Stored data.

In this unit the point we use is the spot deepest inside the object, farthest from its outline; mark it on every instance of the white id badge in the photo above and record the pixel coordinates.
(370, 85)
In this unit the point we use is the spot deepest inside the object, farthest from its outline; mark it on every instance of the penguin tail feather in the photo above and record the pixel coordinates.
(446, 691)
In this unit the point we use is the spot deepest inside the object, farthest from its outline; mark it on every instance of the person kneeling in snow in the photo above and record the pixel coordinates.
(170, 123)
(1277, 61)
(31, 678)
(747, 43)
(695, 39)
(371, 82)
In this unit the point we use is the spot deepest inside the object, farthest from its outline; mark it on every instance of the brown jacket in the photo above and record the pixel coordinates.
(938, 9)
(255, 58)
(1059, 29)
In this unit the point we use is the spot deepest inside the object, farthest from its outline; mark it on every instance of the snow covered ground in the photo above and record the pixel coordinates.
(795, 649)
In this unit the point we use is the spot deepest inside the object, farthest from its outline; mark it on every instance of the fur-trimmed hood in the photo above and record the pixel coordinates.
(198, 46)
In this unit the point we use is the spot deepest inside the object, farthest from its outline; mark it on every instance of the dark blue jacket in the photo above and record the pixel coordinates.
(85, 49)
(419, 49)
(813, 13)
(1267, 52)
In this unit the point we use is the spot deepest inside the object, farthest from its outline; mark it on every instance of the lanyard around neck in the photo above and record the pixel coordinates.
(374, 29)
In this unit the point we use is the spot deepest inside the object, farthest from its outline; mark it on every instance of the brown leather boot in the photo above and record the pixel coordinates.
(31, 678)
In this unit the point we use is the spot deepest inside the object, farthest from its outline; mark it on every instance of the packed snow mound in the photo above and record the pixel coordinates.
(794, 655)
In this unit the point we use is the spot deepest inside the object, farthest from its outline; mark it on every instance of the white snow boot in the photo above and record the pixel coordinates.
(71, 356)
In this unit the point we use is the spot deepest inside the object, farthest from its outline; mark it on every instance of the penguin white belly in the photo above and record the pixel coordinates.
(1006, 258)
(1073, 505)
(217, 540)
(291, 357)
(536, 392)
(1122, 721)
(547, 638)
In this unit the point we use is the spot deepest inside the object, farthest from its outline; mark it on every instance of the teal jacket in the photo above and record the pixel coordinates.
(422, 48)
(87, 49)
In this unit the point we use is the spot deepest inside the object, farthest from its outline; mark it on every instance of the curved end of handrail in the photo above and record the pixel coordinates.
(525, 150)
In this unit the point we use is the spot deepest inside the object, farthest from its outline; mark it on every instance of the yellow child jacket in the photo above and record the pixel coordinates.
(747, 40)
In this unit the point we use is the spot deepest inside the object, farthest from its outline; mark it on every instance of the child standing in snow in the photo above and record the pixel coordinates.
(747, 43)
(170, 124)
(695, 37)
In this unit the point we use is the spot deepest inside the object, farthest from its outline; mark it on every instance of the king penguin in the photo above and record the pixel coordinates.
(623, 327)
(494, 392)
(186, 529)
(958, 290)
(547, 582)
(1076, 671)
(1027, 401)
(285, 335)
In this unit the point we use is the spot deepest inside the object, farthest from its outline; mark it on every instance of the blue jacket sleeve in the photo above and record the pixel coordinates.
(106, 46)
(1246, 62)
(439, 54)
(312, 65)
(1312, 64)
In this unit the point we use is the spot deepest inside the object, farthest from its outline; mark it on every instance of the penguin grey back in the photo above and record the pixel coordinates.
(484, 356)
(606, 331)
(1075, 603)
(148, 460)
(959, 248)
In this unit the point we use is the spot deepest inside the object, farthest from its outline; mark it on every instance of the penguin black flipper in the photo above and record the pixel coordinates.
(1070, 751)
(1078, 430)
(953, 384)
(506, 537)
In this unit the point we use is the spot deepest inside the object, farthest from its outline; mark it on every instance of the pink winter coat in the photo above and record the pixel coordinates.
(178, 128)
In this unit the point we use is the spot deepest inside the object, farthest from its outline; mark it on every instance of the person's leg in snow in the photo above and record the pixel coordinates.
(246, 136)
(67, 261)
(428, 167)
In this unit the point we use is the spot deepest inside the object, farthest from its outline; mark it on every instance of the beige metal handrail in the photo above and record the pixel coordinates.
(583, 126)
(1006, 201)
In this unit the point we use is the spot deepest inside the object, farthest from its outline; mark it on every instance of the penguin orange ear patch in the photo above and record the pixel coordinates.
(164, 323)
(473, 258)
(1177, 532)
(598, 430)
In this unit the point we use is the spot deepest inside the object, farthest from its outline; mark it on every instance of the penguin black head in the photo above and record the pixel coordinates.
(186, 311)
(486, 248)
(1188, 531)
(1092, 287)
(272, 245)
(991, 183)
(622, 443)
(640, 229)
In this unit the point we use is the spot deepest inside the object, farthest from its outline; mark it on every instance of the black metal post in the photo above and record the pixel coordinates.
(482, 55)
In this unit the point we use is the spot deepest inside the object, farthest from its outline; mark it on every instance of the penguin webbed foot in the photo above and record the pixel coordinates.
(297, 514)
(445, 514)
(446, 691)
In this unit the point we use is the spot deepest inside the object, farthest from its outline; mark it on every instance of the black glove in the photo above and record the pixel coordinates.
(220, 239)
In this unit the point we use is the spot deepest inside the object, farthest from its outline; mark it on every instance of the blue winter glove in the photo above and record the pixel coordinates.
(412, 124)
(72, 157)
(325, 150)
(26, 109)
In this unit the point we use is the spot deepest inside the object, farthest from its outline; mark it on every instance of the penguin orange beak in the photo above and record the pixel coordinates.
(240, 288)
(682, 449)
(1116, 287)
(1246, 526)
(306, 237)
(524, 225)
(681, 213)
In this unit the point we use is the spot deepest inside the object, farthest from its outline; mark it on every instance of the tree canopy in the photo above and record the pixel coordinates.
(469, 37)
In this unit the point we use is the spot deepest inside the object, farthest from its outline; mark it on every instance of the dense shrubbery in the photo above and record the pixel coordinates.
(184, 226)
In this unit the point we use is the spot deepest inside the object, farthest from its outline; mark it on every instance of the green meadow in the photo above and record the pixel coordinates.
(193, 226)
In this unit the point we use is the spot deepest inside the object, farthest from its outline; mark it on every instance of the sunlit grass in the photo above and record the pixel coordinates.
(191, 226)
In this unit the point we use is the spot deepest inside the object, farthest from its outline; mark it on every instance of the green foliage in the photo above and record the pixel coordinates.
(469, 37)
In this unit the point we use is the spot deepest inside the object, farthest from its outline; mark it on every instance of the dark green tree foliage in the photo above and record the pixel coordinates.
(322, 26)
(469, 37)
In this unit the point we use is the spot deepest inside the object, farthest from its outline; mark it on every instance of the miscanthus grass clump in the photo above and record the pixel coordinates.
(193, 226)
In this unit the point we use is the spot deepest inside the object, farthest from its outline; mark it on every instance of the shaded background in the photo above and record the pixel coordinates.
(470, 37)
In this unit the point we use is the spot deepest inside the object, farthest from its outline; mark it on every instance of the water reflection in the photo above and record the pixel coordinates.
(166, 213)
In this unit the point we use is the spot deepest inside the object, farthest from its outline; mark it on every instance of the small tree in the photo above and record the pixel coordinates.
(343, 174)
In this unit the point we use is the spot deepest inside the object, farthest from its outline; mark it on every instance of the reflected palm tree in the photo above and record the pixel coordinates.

Task brief. Write out every line of the records above, character for character.

Exercise result.
In this unit the point we use is the spot deepest inside the object, farthest from its outline; mark it on every instance of the white id badge in the photo above and record the pixel coordinates.
(370, 85)
In this unit the point we use is the spot deepest inside the object, farthest from its outline; mark it on every instance of the penguin tail feather in the photo above and record the pixel coordinates.
(446, 691)
In this unit the point we use is the spot deepest inside the object, farthest from its outline; mark it on every instance of the person kneeling in snow in the photo above and record the pixel coordinates.
(170, 123)
(1277, 61)
(31, 678)
(747, 43)
(695, 39)
(371, 82)
In this unit the point we use is the spot deepest inside the object, farthest from its outline; mark it on every instance of the brown jacket in the photo above and record the pixel coordinates.
(938, 9)
(255, 58)
(1059, 29)
In this unit the point we use is the spot deepest inside the object, farthest from its outline; mark it on every instance of the snow covered ground in the photo above and record the pixel coordinates.
(795, 649)
In this unit the point we use is the spot deepest inside the object, farthest from its outline; mark it on every instance of the fur-trimmed hood in the photo above and record the pixel coordinates.
(198, 46)
In this unit the point we use is the spot deepest inside the object, farthest from its outline; mark it on every instance of the dark blue jacket in the photo above and record the pixel coordinates.
(85, 49)
(419, 49)
(813, 13)
(1267, 52)
In this unit the point we use is the spot deepest inside the object, farthest from its outline; mark it on every instance of the lanyard around neck in the photo above and record the pixel coordinates.
(374, 29)
In this unit the point we use is the spot deepest inside the object, farthest from its outline; mark it on every instance of the brown leather boot in the photo above and record the pixel coordinates.
(31, 678)
In this unit the point we use is the spot deepest inside the object, farthest from its outline; mark it on every instance of the packed snow mound in the photo above and record the pixel coordinates.
(794, 655)
In this unit the point we use is the spot deepest inside the object, farthest from its outline; mark it on every instance of the white snow boot in the photo above and record the pixel coordinates.
(71, 356)
In this unit the point we use is the spot deepest inside the object, farthest from its outline; mark it on every instance of the penguin white belly in the photo above and record the pixel coordinates.
(1006, 258)
(1073, 505)
(217, 540)
(291, 357)
(536, 392)
(1122, 721)
(547, 638)
In this unit the point we use is the spot deepest inside the object, farthest from its outline; mark it on every instance of the teal jacket in the photo above and record the pixel coordinates.
(422, 48)
(87, 49)
In this unit the point we use is the spot deepest inside the object, farthest from its outline; mark it on every instance of the curved end of handrail in the photo above and record the pixel coordinates.
(525, 150)
In this unit the point we use is the spot deepest inside the object, farthest from its outline; mark it on every instance of the yellow child jacket in the photo above and record the pixel coordinates.
(747, 40)
In this unit the point we use is the spot deepest inside the object, farthest from its outline; mark it on every instance of the child standing in snow in the photo above and record the pixel coordinates.
(747, 43)
(170, 124)
(695, 37)
In this unit the point we use is the spot deepest inside the object, farthest from its outline; mark it on every instance of the king penguin in the photo above and record the pixel coordinates.
(623, 327)
(494, 392)
(186, 529)
(958, 290)
(547, 582)
(1076, 671)
(1027, 401)
(285, 335)
In this unit the point we use is the spot deepest inside the object, farthest from its outline; mark it on every instance of the blue jacket sleeve in the photo above and record the pixel coordinates.
(106, 46)
(1246, 62)
(439, 54)
(312, 65)
(1312, 64)
In this unit the point we use is the spot deepest inside the object, farthest from its outline; mark it on every instance of the penguin grey back in the photo above and record the pixel coordinates.
(484, 356)
(606, 331)
(1075, 603)
(148, 460)
(959, 248)
In this unit the point we use is the spot deepest inside the object, farthest from its outline; mark it on every instance of the penguin black flipper in the photo above and record the pixel coordinates.
(1070, 751)
(1078, 430)
(953, 384)
(506, 537)
In this unit the point we use is the spot deepest inside the object, farthest from its outline; mark it on every instance of the pink winter coat in the photo above and record the pixel coordinates.
(178, 128)
In this unit the point we use is the spot deepest inside the object, farthest from its outline; mark it on every instance of the person's leg in snow in the photo above and record the pixel coordinates.
(246, 136)
(67, 261)
(428, 167)
In this unit the point we use is the spot deepest inside the object, farthest from its outline; mark it on every instance of the beige metal handrail in the photo above and record the pixel coordinates.
(583, 126)
(1006, 201)
In this unit the point we use is the spot deepest inside the object, farthest from its outline; mark it on every instance of the penguin orange ear patch in the photo above and record the pixel coordinates.
(164, 323)
(473, 258)
(1177, 532)
(598, 430)
In this unit the point we use is the spot deepest inside the object, farthest from its outline; mark it on every instance of the penguin black head in the photo above and record the pixel coordinates.
(186, 311)
(486, 248)
(1188, 531)
(1092, 287)
(272, 245)
(991, 183)
(622, 443)
(640, 229)
In this unit the point we use is the spot deepest inside the object, farthest from its outline; mark it on every instance of the black metal post in the photo above and record the pixel coordinates.
(482, 55)
In this unit the point we use is the spot deepest inside the object, farthest from its outline; mark it on every instance of the penguin webbed foot in the photo above and record the pixel coordinates.
(297, 514)
(445, 514)
(446, 691)
In this unit the point we use is the spot deepest inside the object, farthest from its outline; mark it on every instance of the black glove in the photo above and record the pixel coordinates.
(220, 239)
In this unit the point we use is the spot deepest inside the object, farthest from its outline; mark it on every instance of the blue winter glove in the photo above and record the pixel coordinates.
(412, 124)
(72, 157)
(325, 150)
(26, 109)
In this unit the point we use is the spot deepest inside the object, farthest from its outline; mark it on every instance of the penguin orange beak in the photo above and record the pixel coordinates.
(240, 288)
(682, 449)
(1116, 287)
(1246, 526)
(306, 237)
(524, 225)
(681, 213)
In this unit the point we use is the spot deepest inside the object, farthest from its outline; mark it on every instance of the tree canopy in the photo above and record the pixel coordinates.
(469, 37)
In this unit the point we use is the spot deepest inside the object, farthest from its outline; mark it on every instance of the dense shrubbery in the photo above and record the pixel coordinates.
(184, 226)
In this unit the point we use is the spot deepest inside the object, farthest from its outline; mark it on every instance of the green meadow in the photo above and record the pixel coordinates.
(193, 226)
In this unit the point we use is the spot deepest inside the object, farthest from its outline; mark it on every instance of the sunlit grass in the photo above and record the pixel coordinates.
(191, 226)
In this unit the point we use is the spot deepest inside the object, farthest from its outline; mark it on every instance of the green foliage in the photo above and record the pixel coordinates.
(469, 37)
In this unit the point we use is the spot deepest inside the object, farthest from its outline; mark it on every instance of the dark green tree foliage in the photo above and record the pixel coordinates.
(322, 26)
(469, 37)
In this unit the point we use is the spot deepest inside the object, farthest from its outline; mark it on every instance of the miscanthus grass clump in the photo above and record the pixel coordinates.
(193, 226)
In this unit the point we use is the spot deepest inside the object, farthest from its outline; mark it on every instance of the shaded background in the photo above and record the pixel coordinates.
(470, 37)
In this unit the point we use is the spot deepest inside the object, farthest from its outline; mark it on every instance of the water reflection in the photo above and record the pixel coordinates.
(166, 213)
In this unit the point we use is the spot deepest inside the object, farthest from its outline; mark it on every instance of the small tree in the photo above and record the pixel coordinates.
(343, 174)
In this unit the point we use is the spot deepest inside the object, farthest from its outline; mark it on every instance of the reflected palm tree in the photo above and record the pixel coordinates.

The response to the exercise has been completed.